▶ **Texto de lectura**:
3 junio, 2023 / Carmelitas
Solemnidad de la Santísima Trinidad

Ex 34,4b-6.8-9

Sl: Dn 3,52-56

2Cor 13,11-13

Jn 3,16-18

Todas las lecturas que se proclaman en esta solemnidad de la Santísima Trinidad, llaman la atención sobre el aspecto del amor que es propio de Dios. El Padre, el Hijo y el Espíritu Santo es un solo y único Dios porque es Amor. Y este misterio de amor, que sostiene la creación, ya penetra y se hace presente de manera extraordinaria en la existencia de todos los cristianos, como una semilla que germina y crece hacia la unión plena con el Dios del amor que la ha sembrado.

En las Sagradas Escrituras, Dios no es presentado ni revelado como un ser impasible y alejado del hombre, sino como un Dios vivo y apasionado, que se hace accesible y comprensible al ser humano de mil modos diversos, acomodándose siempre a su capacidad y circunstancias.

▶ **Qué hacer**:
1. Reproduce el pasaje del texto sobre la Santísima Trinidad que comienza en "Todas las lecturas" y termina en "capacidad y circunstancias.".
2. Según el texto sobre la Santísima Trinidad, ¿por qué el Padre, el Hijo y el Espíritu Santo son un solo y único Dios?
3. Prosigue el texto sobre la Santísima Trinidad desde el punto en que se detiene.
Los ítems no intervienen en esto.

▶ **Ítems enumerados**:
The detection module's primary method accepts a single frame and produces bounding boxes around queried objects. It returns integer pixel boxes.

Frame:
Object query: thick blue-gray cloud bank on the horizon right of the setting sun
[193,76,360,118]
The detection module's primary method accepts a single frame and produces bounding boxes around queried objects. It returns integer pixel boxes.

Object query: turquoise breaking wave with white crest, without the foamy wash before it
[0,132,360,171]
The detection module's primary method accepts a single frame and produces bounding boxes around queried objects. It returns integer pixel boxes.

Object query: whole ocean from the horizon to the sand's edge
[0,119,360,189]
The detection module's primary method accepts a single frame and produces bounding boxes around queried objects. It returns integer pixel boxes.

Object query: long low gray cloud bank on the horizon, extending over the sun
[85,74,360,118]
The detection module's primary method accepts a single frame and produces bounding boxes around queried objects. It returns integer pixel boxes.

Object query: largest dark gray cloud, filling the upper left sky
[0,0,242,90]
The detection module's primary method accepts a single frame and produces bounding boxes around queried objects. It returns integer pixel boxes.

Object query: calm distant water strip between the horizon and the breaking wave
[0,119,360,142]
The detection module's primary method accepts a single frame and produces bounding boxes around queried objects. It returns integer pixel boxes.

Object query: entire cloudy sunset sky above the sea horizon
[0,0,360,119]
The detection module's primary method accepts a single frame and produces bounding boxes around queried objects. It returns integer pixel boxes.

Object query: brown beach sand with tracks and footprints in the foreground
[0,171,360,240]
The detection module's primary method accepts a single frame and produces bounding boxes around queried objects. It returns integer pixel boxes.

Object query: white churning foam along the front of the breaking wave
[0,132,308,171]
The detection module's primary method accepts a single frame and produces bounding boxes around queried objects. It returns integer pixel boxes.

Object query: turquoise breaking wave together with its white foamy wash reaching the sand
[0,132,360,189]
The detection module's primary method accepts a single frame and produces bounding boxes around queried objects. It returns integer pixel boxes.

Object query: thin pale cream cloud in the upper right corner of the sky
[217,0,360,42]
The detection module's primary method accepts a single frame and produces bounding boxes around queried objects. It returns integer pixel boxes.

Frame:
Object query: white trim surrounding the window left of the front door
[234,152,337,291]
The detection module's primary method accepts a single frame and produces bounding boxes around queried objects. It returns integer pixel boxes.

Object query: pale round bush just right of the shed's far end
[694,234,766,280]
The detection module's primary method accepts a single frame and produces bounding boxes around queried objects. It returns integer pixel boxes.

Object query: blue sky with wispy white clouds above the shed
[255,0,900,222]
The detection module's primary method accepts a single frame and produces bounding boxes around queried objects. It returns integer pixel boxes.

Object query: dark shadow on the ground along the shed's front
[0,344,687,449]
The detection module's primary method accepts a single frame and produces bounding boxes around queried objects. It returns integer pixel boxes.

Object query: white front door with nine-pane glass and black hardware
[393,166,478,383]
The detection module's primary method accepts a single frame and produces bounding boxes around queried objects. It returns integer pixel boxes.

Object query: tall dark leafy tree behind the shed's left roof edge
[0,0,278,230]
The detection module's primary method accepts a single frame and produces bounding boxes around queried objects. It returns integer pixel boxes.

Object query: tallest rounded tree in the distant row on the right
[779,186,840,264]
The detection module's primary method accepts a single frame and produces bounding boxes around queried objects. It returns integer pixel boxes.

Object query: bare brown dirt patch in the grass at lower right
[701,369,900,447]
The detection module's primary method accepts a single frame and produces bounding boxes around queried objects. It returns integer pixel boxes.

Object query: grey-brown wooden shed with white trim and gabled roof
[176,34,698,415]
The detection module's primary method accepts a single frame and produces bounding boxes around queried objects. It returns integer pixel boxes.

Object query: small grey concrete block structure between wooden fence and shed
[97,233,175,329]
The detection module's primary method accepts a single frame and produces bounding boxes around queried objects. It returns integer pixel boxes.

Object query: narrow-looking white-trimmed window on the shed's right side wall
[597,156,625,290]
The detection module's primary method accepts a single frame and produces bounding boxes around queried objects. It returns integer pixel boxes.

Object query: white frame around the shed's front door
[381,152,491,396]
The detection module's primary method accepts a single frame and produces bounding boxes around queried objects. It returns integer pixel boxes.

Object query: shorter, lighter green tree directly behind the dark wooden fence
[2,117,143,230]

▶ **Respuestas por tarea**:
1.
Todas las lecturas que se proclaman en esta solemnidad de la Santísima Trinidad, llaman la atención sobre el aspecto del amor que es propio de Dios. El Padre, el Hijo y el Espíritu Santo es un solo y único Dios porque es Amor. Y este misterio de amor, que sostiene la creación, ya penetra y se hace presente de manera extraordinaria en la existencia de todos los cristianos, como una semilla que germina y crece hacia la unión plena con el Dios del amor que la ha sembrado.

En las Sagradas Escrituras, Dios no es presentado ni revelado como un ser impasible y alejado del hombre, sino como un Dios vivo y apasionado, que se hace accesible y comprensible al ser humano de mil modos diversos, acomodándose siempre a su capacidad y circunstancias.

2. Porque es Amor.

3.
Como ya constata la primera lectura, después de que Israel ha cometido el grave pecado de adorar al “becerro de oro”, Dios no se revela a Moisés como un juez inapelable que condena a su pueblo pecador y le destruye, sino como el «Señor, Señor, Dios compasivo y misericordioso, lento a la ira y rico en clemencia y lealtad» (Ex 34,6), es decir que, en el mismo momento en que el pueblo ha pecado, Dios manifiesta de manera profunda, sorprendente y gratuita, su amor misericordioso, con el fin de vencer, cubrir y eliminar, con su compasión y fidelidad, el pecado de su pueblo.

Ahora bien, la más admirable y maravillosa revelación de las entrañas misericordiosas de Dios hacia el hombre, ha tenido lugar en la encarnación, vida, pasión y resurrección de Jesucristo, el Hijo de Dios. Jesús, como dirá el sacerdote Zacarías en el Benedictus, es el amor de Dios hecho visible y hecho Luz para los hombres: «por las entrañas de misericordia de nuestro Dios, nos visitará una Luz de la altura» (Lc 1,78). Y así lo confirma Jesús en el evangelio hodierno cuando dice que «tanto amó Dios al mundo que entregó a su Hijo único, para que no perezca ninguno de los que creen en Él, sino que tengan vida eterna» (Jn 3,16). Es evidente, por tanto, que la “Luz de la altura”, Jesús, el Hijo único, es la prueba de que Dios es amor y ama al mundo con todo su ser.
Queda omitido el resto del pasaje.